Provided text:

Chennai-based two and three-wheeler maker TVS Motor Company has set aside Rs 300 crore capital expenditure (capex) for FY21 on the hope of a demand revival in the domestic market in the coming months.
This is the lowest capex lined up by TVS in five years and less than half compared to last year when it spent Rs 719 crore including on new product development.
The expectation of a normal monsoon, uptick in rural demand and demand driven by the need for personal mobility following the need to follow social distancing norms due to COVID-19 pandemic are some positive takeaways for the FY21 outlook for the company.
KN Radhakrishnan, Director and CEO, TVS Motor Company said: “We are cautiously optimistic about the second half of the year while the first half will remain muted. The premium space should do well for products like Apache and Ntorq. Rural penetration is going up and there is an expectation of a normal monsoon which should also augur well for demand. The capex for this year will be Rs 300 crore.”
Radhakrishnan was talking to analysts on the sidelines of announcing the January-March quarter results. The company posted 47 percent fall in consolidated net profit to Rs 74 crore compared to the same period last year.

Collected data entries
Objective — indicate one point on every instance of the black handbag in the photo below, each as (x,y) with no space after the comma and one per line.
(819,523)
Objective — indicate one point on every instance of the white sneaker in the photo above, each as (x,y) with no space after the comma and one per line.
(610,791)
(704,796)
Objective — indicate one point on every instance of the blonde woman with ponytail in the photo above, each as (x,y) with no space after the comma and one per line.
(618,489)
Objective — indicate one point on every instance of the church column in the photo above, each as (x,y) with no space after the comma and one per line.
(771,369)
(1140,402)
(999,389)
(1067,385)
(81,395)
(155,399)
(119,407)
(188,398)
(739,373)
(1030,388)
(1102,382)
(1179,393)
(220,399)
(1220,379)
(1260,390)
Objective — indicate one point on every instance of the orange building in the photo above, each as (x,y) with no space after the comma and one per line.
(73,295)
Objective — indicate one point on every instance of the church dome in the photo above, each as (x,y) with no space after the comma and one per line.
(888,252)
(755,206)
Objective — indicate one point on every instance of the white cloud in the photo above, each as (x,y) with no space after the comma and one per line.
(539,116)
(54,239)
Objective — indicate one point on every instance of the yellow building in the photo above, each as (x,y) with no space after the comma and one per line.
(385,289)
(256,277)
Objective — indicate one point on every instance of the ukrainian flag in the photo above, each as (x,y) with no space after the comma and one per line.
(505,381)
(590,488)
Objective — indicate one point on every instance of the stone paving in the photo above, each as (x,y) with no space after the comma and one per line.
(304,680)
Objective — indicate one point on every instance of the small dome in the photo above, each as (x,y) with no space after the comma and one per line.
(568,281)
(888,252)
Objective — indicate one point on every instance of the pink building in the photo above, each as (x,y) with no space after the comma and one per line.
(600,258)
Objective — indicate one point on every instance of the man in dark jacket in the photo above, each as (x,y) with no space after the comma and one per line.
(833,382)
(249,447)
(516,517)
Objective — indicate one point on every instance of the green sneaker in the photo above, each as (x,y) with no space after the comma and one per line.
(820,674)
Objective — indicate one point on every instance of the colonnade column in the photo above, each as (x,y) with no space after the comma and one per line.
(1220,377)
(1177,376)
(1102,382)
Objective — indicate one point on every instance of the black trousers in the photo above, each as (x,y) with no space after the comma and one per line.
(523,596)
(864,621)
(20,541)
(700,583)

What is being asked:
Reproduce the passage of the TVS Motor article word for word, starting at "KN Radhakrishnan, Director" and ending at "period last year.".

Solution:
KN Radhakrishnan, Director and CEO, TVS Motor Company said: “We are cautiously optimistic about the second half of the year while the first half will remain muted. The premium space should do well for products like Apache and Ntorq. Rural penetration is going up and there is an expectation of a normal monsoon which should also augur well for demand. The capex for this year will be Rs 300 crore.”
Radhakrishnan was talking to analysts on the sidelines of announcing the January-March quarter results. The company posted 47 percent fall in consolidated net profit to Rs 74 crore compared to the same period last year.